Exercise aim =
Only the text belongs in the copy: repeat each record exactly, without pictures.

Input data =
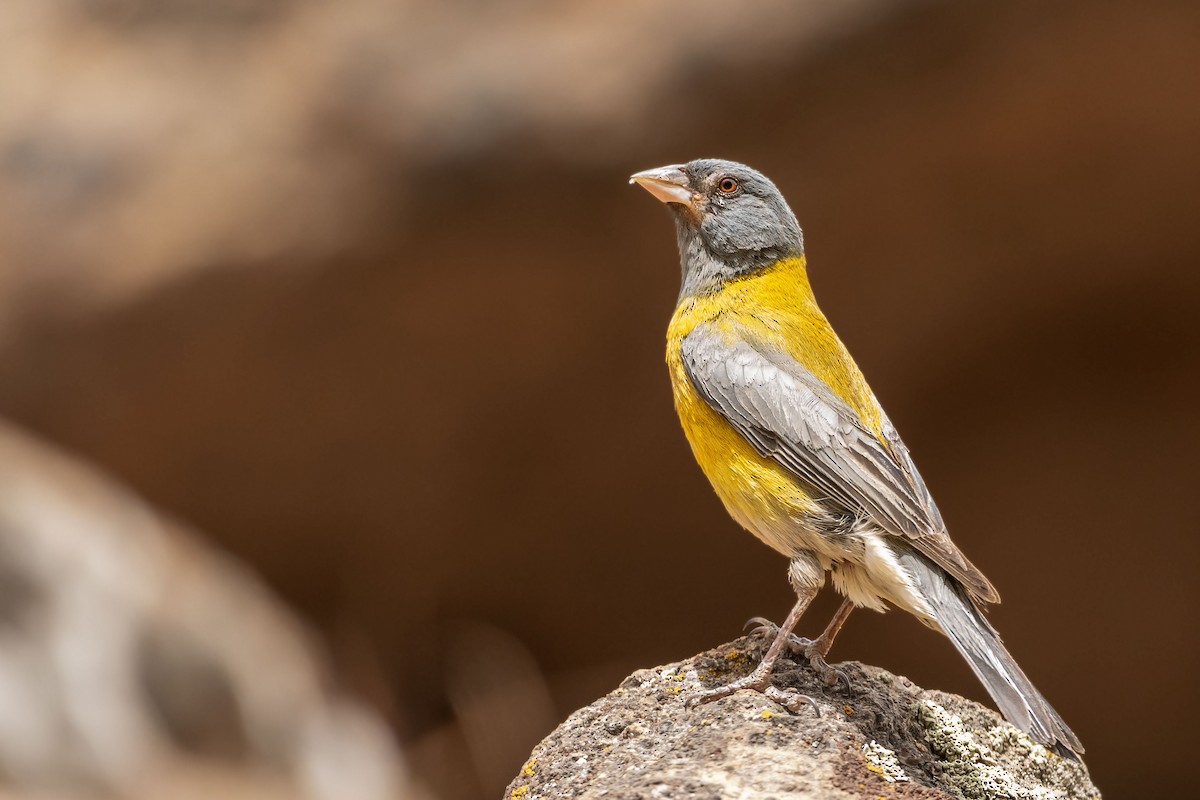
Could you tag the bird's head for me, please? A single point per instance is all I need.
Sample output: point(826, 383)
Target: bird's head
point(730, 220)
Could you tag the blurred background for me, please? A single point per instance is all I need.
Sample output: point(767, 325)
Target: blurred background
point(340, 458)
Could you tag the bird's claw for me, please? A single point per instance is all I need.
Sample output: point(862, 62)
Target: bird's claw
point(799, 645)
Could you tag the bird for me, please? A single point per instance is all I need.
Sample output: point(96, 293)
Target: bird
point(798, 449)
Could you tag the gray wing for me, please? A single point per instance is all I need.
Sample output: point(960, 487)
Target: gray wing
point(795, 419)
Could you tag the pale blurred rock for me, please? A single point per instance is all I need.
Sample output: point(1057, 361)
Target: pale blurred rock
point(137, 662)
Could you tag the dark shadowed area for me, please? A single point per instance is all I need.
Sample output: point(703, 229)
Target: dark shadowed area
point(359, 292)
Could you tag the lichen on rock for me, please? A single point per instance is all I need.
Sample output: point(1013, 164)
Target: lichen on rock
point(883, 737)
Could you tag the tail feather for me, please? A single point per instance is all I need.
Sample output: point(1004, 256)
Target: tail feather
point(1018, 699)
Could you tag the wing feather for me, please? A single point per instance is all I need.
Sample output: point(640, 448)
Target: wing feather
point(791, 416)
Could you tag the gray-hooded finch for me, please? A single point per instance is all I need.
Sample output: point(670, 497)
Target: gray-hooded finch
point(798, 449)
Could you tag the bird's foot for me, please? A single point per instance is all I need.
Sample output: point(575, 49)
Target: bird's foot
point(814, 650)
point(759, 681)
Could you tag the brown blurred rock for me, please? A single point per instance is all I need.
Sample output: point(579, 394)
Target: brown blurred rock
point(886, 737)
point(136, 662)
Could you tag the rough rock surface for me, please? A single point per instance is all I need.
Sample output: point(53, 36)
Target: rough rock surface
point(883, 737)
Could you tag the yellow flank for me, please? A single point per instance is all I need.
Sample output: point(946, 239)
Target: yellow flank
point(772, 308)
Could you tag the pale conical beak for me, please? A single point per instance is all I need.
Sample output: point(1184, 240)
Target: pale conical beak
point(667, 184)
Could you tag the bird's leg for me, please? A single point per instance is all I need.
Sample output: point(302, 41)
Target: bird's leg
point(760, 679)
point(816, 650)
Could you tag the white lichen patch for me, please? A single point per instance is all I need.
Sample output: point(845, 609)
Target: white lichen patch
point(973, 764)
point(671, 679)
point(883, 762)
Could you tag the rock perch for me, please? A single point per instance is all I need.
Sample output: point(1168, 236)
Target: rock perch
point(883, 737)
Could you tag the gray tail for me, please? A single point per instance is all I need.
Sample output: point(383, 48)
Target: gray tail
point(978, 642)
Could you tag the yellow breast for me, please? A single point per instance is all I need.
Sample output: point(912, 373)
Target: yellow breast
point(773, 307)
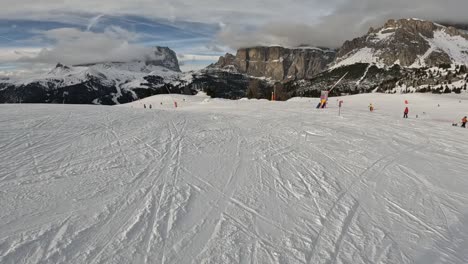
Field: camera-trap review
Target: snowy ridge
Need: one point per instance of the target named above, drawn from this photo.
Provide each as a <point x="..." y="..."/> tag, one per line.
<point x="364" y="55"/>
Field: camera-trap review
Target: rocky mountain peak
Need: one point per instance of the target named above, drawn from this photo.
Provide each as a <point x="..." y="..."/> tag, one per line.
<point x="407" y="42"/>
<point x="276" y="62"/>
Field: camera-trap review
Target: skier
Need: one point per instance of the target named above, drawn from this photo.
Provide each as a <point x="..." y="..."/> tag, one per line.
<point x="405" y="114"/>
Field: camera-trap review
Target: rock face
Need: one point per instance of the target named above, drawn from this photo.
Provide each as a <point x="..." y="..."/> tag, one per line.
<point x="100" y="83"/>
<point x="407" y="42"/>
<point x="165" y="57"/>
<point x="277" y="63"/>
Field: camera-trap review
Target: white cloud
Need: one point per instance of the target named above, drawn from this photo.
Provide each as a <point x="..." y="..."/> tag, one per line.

Written answer =
Could you tag the bird's head for me, please? A single point per instance is all I need.
Sample output: point(826, 383)
Target: bird's head
point(730, 220)
Could you tag the blurred background for me, please? A single point per instance is all I need.
Sample output: point(767, 325)
Target: blurred background
point(340, 458)
Could you tag the bird's claw for me, please? A single point per instance is all I need.
Sample output: point(862, 62)
Target: bird's claw
point(799, 645)
Could you tag the bird for me, please? A single point per instance is all I need.
Sample output: point(96, 293)
Target: bird
point(798, 449)
Could you tag the gray wing for me, please? A single point per instance is all I need.
Sample output: point(960, 487)
Target: gray wing
point(795, 419)
Could you tag the pale blurred rock for me, please? A single point per instance is all I need.
Sample output: point(1057, 361)
Target: pale blurred rock
point(137, 662)
Could you tag the dark shadowed area for me, please? A single point per instance is all I need.
Sample output: point(703, 229)
Target: dark shadowed area
point(359, 292)
Could you tag the lichen on rock for me, please? A single point per instance is all I need.
Sample output: point(1013, 164)
Target: lichen on rock
point(883, 737)
Could you tag the tail feather for me, please? A single point per instance is all I need.
Sample output: point(1004, 256)
Target: tail feather
point(1018, 699)
Could you tag the wing feather for me, please? A single point per instance is all I need.
Sample output: point(640, 448)
Target: wing feather
point(791, 416)
Could you tag the gray-hooded finch for me, please? A single point per instance is all I need.
Sample output: point(670, 497)
Target: gray-hooded finch
point(798, 449)
Could you tag the bird's foot for me, please? A single point per instance is all I need.
Sample output: point(575, 49)
Target: bird's foot
point(814, 650)
point(759, 681)
Could you tag the brown blurred rock for me, please? A single point per instance is all I need.
Sample output: point(579, 394)
Target: brown blurred rock
point(886, 737)
point(136, 662)
Could you tag the rough rock surface for me, please? A single point per instance is all I need.
Sample output: point(53, 36)
Target: rough rock surface
point(883, 737)
Could you tag the yellow flank for me, please? A single point per instance is all I need.
Sample output: point(946, 239)
Target: yellow flank
point(772, 308)
Could you tag the pale conical beak for me, please? A single point per instance is all I need.
Sample output: point(1184, 240)
Target: pale conical beak
point(667, 184)
Could you tag the bird's leg for me, please? A single point per instance is all I need.
Sample output: point(302, 41)
Target: bird's leg
point(760, 679)
point(816, 650)
Could you tag the white lichen patch for me, please? A single point per instance is all I need.
Sample output: point(845, 609)
Target: white lichen patch
point(973, 764)
point(671, 679)
point(883, 762)
Could you tag the rock perch for me, please? A single point per instance is all I need.
Sample output: point(1168, 236)
Target: rock perch
point(883, 737)
Could you tag the gray tail for me, please? A single point per instance is all I need.
Sample output: point(383, 48)
Target: gray tail
point(978, 642)
Could you tag the yellow breast for me, please? A single point per instance is all I need.
Sample output: point(912, 373)
Target: yellow breast
point(773, 307)
Field: camera-trap review
Target: snowy ridge
Need: one point per instance of the target named above, drawn from this photo.
Provide each as a <point x="..." y="..."/> tag, one per line.
<point x="364" y="55"/>
Field: camera-trap review
Target: rocky mountain peak
Need: one point per instance of the target named above, drawn from this photo.
Provide each as a <point x="..." y="..."/> tag, one per line.
<point x="407" y="42"/>
<point x="276" y="62"/>
Field: camera-trap review
Target: skier
Need: one point per instance of the target named above, drawn from this photo.
Provide each as a <point x="..." y="..."/> tag, one per line.
<point x="405" y="114"/>
Field: camera-trap review
Target: rock face
Need: one point per instance of the target named above, drawn from this photo.
Provide each as a <point x="..." y="..."/> tag, one per line.
<point x="100" y="83"/>
<point x="407" y="42"/>
<point x="165" y="57"/>
<point x="277" y="63"/>
Field: camera-trap review
Target: white cloud
Need: one point per instance of the target named above, drawn from this photo.
Provide each as a <point x="..." y="..."/> tag, one per line.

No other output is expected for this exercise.